Stored records
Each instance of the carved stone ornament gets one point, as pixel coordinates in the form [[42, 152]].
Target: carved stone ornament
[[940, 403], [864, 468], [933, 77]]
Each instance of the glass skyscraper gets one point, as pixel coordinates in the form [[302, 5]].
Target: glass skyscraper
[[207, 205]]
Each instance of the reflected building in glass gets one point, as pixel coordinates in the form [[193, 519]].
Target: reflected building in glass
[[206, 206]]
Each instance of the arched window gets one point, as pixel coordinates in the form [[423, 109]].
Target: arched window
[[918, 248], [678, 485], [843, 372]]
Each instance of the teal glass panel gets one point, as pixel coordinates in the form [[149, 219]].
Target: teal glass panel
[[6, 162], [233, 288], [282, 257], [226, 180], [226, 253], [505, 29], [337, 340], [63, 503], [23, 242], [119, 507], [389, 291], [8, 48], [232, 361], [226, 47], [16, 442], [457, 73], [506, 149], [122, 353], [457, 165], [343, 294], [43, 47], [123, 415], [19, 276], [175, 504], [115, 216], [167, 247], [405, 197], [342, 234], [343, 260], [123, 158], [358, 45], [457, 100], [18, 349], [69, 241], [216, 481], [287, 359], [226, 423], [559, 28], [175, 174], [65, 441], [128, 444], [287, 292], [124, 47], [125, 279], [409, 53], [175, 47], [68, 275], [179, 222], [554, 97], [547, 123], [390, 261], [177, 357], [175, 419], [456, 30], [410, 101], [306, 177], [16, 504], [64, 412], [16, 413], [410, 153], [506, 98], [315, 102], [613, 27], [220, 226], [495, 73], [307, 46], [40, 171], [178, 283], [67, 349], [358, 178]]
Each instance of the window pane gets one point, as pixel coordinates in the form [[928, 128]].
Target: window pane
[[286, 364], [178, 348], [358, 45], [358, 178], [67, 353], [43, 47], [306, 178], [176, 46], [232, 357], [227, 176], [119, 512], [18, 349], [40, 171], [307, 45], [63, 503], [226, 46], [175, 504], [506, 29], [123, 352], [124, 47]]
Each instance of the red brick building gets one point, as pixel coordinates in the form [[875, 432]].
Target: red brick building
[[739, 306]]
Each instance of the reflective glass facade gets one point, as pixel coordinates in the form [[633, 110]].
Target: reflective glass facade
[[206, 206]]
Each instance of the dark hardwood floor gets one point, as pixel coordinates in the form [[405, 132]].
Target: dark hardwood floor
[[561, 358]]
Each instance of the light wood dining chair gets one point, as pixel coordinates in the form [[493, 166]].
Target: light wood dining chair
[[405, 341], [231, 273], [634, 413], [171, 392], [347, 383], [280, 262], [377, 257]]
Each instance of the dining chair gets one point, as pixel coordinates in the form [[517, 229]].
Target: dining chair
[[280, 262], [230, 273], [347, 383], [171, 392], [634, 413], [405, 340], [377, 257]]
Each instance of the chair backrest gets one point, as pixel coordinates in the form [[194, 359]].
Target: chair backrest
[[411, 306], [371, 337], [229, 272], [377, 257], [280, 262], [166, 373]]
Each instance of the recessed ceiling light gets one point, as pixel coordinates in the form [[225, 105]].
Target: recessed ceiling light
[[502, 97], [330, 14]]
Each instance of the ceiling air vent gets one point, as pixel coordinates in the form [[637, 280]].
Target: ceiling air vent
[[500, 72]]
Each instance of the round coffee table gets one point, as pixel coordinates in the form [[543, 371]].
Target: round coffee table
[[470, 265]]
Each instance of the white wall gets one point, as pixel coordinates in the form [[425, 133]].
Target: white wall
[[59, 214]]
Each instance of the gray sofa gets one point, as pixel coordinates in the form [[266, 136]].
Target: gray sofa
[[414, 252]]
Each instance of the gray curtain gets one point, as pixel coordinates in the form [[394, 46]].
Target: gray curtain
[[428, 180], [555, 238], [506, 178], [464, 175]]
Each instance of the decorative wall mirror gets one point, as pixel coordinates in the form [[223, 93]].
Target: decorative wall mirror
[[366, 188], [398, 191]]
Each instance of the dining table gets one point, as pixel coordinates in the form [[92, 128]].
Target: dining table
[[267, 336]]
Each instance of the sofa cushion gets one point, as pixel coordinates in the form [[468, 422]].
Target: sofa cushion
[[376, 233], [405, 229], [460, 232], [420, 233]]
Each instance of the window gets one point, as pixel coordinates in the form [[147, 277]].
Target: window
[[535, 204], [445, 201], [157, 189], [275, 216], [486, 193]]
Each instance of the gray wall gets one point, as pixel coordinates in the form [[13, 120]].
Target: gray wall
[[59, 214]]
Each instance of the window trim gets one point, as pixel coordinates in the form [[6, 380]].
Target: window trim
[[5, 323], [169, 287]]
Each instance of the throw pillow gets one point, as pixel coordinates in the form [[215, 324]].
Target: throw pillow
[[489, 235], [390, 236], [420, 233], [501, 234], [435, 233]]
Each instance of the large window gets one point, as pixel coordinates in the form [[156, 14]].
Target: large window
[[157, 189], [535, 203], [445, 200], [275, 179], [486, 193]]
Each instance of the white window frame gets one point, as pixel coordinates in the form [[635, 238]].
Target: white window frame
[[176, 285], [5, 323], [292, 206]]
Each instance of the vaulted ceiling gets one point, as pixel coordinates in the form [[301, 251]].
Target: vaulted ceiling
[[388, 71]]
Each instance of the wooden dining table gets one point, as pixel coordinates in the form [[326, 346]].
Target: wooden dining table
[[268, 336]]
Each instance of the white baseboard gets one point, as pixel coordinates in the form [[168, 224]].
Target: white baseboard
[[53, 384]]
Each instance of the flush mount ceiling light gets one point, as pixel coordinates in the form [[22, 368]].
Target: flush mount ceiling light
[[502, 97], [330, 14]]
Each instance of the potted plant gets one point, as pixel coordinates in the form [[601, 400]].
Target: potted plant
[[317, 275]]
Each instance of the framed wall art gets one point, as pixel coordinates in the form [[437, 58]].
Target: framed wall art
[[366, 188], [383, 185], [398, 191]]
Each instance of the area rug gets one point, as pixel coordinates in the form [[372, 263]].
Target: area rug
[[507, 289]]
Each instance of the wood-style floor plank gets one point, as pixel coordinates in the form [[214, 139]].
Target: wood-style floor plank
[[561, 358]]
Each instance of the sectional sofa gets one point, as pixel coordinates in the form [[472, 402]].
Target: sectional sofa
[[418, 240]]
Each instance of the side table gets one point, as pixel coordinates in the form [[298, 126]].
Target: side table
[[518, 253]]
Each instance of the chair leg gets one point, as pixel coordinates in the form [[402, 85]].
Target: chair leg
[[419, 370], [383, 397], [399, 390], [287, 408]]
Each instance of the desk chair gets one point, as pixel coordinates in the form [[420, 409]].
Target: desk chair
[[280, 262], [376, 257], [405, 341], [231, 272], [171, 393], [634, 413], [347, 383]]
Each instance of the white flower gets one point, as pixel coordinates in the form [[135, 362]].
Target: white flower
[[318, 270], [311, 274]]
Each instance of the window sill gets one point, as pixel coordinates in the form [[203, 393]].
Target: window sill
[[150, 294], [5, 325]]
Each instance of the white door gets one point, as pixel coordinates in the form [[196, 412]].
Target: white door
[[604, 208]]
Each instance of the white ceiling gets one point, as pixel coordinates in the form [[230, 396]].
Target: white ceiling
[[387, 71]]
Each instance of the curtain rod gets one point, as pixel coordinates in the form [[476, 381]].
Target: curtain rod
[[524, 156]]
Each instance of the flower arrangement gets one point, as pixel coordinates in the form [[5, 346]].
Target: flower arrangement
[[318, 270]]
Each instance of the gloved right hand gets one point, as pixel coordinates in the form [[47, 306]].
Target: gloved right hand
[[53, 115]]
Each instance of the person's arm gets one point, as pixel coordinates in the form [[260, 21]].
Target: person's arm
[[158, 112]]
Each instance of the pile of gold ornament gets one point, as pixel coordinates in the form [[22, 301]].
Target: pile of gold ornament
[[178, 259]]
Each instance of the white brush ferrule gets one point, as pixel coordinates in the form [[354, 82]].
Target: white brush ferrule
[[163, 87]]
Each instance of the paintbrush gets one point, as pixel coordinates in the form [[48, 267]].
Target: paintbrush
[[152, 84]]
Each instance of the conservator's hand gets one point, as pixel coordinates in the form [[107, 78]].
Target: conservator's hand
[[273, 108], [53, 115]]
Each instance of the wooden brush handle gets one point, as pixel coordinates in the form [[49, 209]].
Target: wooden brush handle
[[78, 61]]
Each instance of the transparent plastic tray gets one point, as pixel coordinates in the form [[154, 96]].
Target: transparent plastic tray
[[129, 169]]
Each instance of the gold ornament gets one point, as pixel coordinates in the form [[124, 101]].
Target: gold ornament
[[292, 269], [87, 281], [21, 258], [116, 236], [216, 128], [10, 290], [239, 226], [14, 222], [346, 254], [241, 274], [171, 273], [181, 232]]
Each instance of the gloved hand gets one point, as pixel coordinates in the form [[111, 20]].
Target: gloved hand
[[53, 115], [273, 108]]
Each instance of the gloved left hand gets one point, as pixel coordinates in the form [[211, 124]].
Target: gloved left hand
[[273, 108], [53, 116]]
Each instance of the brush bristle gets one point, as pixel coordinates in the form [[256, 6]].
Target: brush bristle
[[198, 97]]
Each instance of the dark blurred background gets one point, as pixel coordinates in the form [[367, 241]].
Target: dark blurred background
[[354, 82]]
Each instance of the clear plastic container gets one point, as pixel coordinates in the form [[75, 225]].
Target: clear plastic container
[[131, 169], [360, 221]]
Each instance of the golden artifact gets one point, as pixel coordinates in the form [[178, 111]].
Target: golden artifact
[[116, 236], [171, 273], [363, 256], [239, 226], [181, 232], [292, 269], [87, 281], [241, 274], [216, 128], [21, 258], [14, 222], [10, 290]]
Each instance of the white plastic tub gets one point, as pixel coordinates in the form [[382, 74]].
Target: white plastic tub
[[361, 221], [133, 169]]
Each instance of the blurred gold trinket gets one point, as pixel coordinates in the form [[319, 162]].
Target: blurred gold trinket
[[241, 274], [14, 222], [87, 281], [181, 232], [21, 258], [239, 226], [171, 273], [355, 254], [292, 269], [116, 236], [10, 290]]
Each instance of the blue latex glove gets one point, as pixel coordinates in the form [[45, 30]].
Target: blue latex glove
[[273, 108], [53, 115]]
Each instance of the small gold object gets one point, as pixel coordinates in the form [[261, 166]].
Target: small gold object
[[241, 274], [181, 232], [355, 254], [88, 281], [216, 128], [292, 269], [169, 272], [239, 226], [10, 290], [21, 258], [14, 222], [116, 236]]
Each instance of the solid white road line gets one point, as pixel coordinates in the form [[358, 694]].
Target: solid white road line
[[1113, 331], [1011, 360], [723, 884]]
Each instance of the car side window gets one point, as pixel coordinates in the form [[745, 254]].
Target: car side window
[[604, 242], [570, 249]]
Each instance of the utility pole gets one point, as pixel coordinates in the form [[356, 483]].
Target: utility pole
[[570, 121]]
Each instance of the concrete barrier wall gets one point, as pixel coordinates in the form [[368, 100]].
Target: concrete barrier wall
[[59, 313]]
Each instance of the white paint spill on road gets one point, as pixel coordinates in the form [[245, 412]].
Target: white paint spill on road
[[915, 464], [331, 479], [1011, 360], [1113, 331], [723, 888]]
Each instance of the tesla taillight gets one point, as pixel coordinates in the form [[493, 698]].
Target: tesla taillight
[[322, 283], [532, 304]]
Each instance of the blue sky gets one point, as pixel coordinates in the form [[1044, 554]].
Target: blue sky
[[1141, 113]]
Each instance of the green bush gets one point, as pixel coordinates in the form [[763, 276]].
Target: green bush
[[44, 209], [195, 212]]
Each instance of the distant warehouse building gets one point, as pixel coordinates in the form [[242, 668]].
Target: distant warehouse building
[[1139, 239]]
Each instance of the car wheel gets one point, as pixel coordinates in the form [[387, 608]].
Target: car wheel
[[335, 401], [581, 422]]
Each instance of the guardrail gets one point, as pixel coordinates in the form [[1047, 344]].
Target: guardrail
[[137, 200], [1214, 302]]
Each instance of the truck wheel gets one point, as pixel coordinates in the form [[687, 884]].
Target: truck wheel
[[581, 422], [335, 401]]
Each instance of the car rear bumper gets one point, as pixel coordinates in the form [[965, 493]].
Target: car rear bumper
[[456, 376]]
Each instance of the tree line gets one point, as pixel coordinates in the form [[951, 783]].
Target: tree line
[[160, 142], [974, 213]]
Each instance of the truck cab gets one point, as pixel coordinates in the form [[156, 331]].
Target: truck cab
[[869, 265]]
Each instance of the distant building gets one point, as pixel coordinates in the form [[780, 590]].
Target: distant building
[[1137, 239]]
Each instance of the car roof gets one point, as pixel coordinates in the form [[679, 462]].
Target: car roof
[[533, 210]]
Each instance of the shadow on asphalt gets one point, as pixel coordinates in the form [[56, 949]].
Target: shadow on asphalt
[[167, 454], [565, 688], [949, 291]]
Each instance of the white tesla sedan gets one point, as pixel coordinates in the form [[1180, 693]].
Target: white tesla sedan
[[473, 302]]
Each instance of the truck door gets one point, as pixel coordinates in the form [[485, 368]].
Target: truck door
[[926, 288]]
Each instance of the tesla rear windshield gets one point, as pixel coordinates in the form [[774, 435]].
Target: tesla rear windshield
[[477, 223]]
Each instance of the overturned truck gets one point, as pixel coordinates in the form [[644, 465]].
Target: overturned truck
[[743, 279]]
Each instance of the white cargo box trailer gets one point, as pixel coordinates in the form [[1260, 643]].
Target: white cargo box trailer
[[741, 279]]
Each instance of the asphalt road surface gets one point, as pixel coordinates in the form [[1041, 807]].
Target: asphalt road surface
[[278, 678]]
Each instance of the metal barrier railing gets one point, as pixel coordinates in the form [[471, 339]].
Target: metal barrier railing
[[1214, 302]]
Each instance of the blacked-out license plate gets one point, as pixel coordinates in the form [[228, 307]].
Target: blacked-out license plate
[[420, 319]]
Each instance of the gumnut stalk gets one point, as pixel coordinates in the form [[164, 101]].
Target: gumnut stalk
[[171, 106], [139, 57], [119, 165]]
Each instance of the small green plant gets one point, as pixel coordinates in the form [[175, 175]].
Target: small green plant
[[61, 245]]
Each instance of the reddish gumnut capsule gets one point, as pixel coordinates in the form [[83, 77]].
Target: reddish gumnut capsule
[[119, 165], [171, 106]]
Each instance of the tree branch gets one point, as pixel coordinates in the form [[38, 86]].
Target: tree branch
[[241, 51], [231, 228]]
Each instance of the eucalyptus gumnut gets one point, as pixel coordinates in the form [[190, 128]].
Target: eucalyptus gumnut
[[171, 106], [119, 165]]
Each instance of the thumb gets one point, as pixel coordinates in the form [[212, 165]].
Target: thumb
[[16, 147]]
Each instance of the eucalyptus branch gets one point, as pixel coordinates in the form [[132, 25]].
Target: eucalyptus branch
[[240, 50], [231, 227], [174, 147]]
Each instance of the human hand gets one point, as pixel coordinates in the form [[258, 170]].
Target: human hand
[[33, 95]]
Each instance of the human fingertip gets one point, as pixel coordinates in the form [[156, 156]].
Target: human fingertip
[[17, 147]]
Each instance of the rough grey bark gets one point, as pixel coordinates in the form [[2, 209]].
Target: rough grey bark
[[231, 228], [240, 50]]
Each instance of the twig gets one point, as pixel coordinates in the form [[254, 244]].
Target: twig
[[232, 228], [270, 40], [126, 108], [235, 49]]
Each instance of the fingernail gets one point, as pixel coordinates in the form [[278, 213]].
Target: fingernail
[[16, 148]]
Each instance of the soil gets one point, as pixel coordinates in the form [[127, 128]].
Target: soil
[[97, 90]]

Exercise aim:
Transcribe the rows without any change, from the first line of the rows through the line that contains "352], [124, 47]]". Include both of those lines.

Response to the exercise:
Each instance of the carved stone ornament gets one point, as pixel coordinates in the form [[42, 152]].
Target: carved stone ornament
[[940, 403], [864, 468], [933, 77]]
Each instance of the glass skyscraper gets one point, as pixel coordinates in the form [[302, 5]].
Target: glass skyscraper
[[207, 205]]
Each instance of the reflected building in glass gets one point, as pixel coordinates in the form [[193, 519]].
Target: reflected building in glass
[[206, 206]]
Each instance of the arched window gets one point, as pixel coordinates in the form [[423, 109]].
Target: arched window
[[918, 248], [678, 485], [843, 372]]
Each instance of the teal glass panel gets one point, as pixel coordinates in the form [[149, 219]].
Target: teal glass panel
[[6, 162], [233, 288], [282, 257], [226, 180], [226, 253], [505, 29], [337, 340], [63, 503], [23, 242], [119, 507], [389, 291], [8, 48], [232, 361], [226, 47], [16, 442], [457, 73], [506, 149], [122, 353], [457, 165], [343, 294], [43, 47], [123, 415], [19, 276], [175, 504], [115, 216], [167, 247], [405, 197], [342, 234], [343, 260], [123, 158], [358, 45], [457, 100], [18, 349], [69, 241], [216, 481], [287, 359], [226, 423], [559, 28], [175, 174], [65, 441], [128, 444], [287, 292], [124, 47], [125, 279], [409, 53], [175, 47], [68, 275], [179, 222], [554, 97], [547, 123], [390, 261], [177, 357], [175, 419], [456, 30], [410, 101], [306, 177], [16, 504], [64, 412], [16, 413], [410, 153], [506, 98], [315, 102], [613, 27], [220, 226], [495, 73], [307, 46], [40, 171], [178, 283], [67, 349], [358, 178]]
Each instance of the window pane gets one point, as pixel coordinates in the form [[928, 128]].
Target: window pane
[[286, 364], [178, 348], [358, 45], [358, 178], [67, 353], [43, 47], [306, 178], [176, 46], [232, 357], [227, 176], [119, 512], [18, 349], [40, 171], [307, 45], [63, 503], [226, 46], [175, 504], [506, 29], [123, 352], [124, 47]]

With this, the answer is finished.